▶ WORK REQUIRED:
Give every line of the data again, unchanged, but with no pictures.

▶ INPUT:
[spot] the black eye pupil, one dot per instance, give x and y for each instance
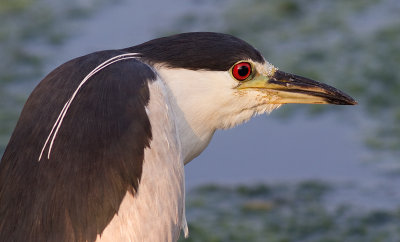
(243, 70)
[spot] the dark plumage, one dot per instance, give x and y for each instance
(97, 156)
(197, 51)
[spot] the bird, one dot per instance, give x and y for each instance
(99, 150)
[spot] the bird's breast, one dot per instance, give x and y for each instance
(156, 211)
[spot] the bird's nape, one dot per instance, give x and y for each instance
(112, 131)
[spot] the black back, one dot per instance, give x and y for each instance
(99, 150)
(97, 155)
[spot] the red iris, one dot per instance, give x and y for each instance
(241, 71)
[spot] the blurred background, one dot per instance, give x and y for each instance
(303, 173)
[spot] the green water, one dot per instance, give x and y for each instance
(354, 45)
(280, 213)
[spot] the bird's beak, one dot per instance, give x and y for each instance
(289, 88)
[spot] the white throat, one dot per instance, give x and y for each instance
(204, 101)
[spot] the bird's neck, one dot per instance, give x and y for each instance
(195, 116)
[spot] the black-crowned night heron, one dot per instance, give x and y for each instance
(98, 153)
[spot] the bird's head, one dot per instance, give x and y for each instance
(218, 81)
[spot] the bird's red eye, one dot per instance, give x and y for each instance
(241, 71)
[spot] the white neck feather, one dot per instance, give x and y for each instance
(204, 101)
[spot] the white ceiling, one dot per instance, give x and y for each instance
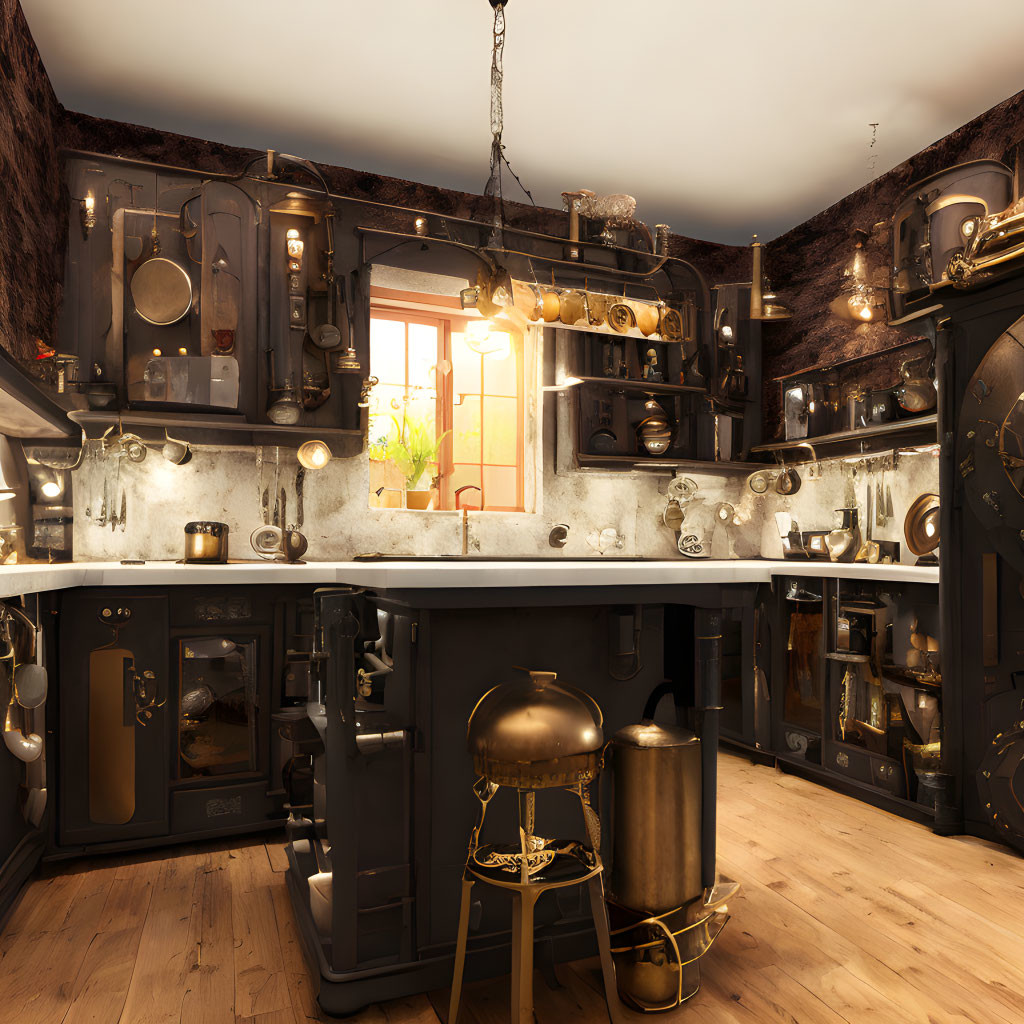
(722, 118)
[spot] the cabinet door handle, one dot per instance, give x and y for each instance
(144, 694)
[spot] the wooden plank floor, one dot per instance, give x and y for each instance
(847, 914)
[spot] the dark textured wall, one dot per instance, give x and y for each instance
(806, 262)
(33, 220)
(80, 131)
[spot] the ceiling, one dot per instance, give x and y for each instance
(722, 119)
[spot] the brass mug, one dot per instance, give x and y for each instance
(281, 545)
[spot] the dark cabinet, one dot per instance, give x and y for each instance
(114, 712)
(165, 710)
(846, 687)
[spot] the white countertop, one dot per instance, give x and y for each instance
(15, 580)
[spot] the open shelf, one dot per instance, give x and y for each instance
(923, 429)
(215, 422)
(657, 462)
(655, 387)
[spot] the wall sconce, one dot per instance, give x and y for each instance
(858, 300)
(52, 487)
(87, 214)
(313, 455)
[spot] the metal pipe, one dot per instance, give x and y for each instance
(757, 309)
(370, 742)
(708, 632)
(579, 264)
(475, 250)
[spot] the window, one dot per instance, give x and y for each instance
(446, 424)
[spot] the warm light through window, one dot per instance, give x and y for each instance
(458, 378)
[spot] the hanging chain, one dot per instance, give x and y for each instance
(494, 186)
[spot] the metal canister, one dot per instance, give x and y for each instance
(660, 925)
(655, 838)
(206, 542)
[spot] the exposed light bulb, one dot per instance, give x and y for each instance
(313, 455)
(860, 306)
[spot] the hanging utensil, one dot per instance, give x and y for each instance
(869, 550)
(916, 393)
(787, 482)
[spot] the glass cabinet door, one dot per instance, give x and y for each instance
(217, 707)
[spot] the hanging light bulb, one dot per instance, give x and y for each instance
(87, 214)
(860, 305)
(51, 488)
(858, 300)
(313, 455)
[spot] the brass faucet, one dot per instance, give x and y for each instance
(465, 513)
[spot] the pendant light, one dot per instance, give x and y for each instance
(313, 455)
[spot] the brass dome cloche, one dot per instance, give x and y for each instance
(536, 734)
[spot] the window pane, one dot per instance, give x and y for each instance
(387, 350)
(501, 430)
(421, 410)
(501, 486)
(423, 355)
(466, 433)
(386, 400)
(502, 376)
(462, 475)
(465, 366)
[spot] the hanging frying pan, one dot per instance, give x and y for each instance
(162, 291)
(922, 525)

▶ SOLUTION TO THE PROBLEM:
[spot] the black eye pupil, one dot per instance, give x and y for each instance
(243, 70)
[spot] the dark plumage, one dot per instance, give x and y for each instance
(97, 156)
(197, 51)
[spot] the bird, one dot per instance, give x and y for each instance
(99, 150)
[spot] the bird's breast, one dot per instance, give x and y for each instance
(156, 211)
[spot] the bird's nape, one dot per instance, give x and y for each instance
(112, 131)
[spot] the black back, one dot per instance, give x and y for each instance
(99, 150)
(97, 155)
[spot] the red iris, one dot per instance, give x and y for each instance
(241, 71)
[spot] the blurred background, one dot per instance, give x and y for each instance
(303, 173)
[spot] the green water, one dot per instance, give x and y for each instance
(354, 45)
(280, 213)
[spot] the bird's beak, one dot per instance, give x and y for each instance
(289, 88)
[spot] the white throat, one dot per instance, give x and y for each instance
(204, 101)
[spot] the bird's neck, one dot per instance, give x and y for each instance
(195, 116)
[spot] the black-crowned night heron, one dot per instance, give x and y for each instance
(98, 153)
[spot] the bird's head, one dot per instance, give x and y for each instance
(218, 81)
[spot] the bird's red eye, one dot per instance, give x and y for each instance
(241, 71)
[spot] the white neck feather, one dot per instance, give x and y for each instance
(204, 101)
[spot] the white ceiling, one dot per instance, give x and y for each instance
(722, 118)
[spot] the cabinet door handle, one dot per instance, give x and y for each instance
(144, 694)
[spot] the wooden plank floor, one dot per instance, give x and y for each instance
(847, 914)
[spot] the dark textured wall, one dot per instance, give x and y for each instance
(806, 262)
(33, 220)
(80, 131)
[spot] the ceiling, one dot per instance, give x and y for each instance
(722, 119)
[spot] the brass mug, one dot per instance, give x and y for each instance
(281, 545)
[spot] the dark cabinet, one dot per instance, give x and y for each instance
(114, 712)
(165, 710)
(846, 687)
[spot] the white countertop, one dot per instance, give x and y for each instance
(15, 580)
[spot] the open shelf, one dot per instance, give x and y for each instance
(923, 429)
(215, 422)
(657, 462)
(655, 387)
[spot] the wall sconce, one dot per instance, give x and y for each instance
(858, 300)
(52, 487)
(87, 214)
(313, 455)
[spot] the metal pipe, one dot per instance, give x and y for each instance
(757, 309)
(370, 742)
(708, 632)
(579, 264)
(475, 250)
[spot] the window, one dot per instance, give x and y for each instance
(446, 424)
[spot] the warm light through window, one dot per instance, give x and y for each instance
(458, 378)
[spot] the hanging chain, one dot per instance, give x and y for each instance
(494, 186)
[spot] the metal canister, one dot per instance, give x and y for each instance
(660, 925)
(655, 838)
(206, 542)
[spot] the exposed light bulb, one dot per instance, give x and y for each instance
(313, 455)
(860, 306)
[spot] the hanging utensil, one dot per instance, give x and y for each instance
(869, 550)
(916, 393)
(787, 482)
[spot] the glass cabinet door, one dot per instance, give x and y for each instance
(217, 707)
[spot] the hanging light bulb, one dot per instance, give x and y for each instance
(87, 214)
(860, 305)
(51, 488)
(858, 300)
(313, 455)
[spot] the brass faucet, one dot per instance, give x and y for each instance
(465, 513)
[spot] the pendant light, one dot per instance, give x and y for each instance
(313, 455)
[spot] the brass dome cloche, one dot per instance, give x and y for each instance
(536, 734)
[spot] the window pane, one dot per instance, give x and y for each instance
(387, 350)
(501, 430)
(421, 410)
(501, 486)
(423, 355)
(466, 433)
(386, 400)
(502, 376)
(462, 475)
(465, 366)
[spot] the hanging frying pan, one dot per instance, give x and y for each instance
(162, 291)
(922, 525)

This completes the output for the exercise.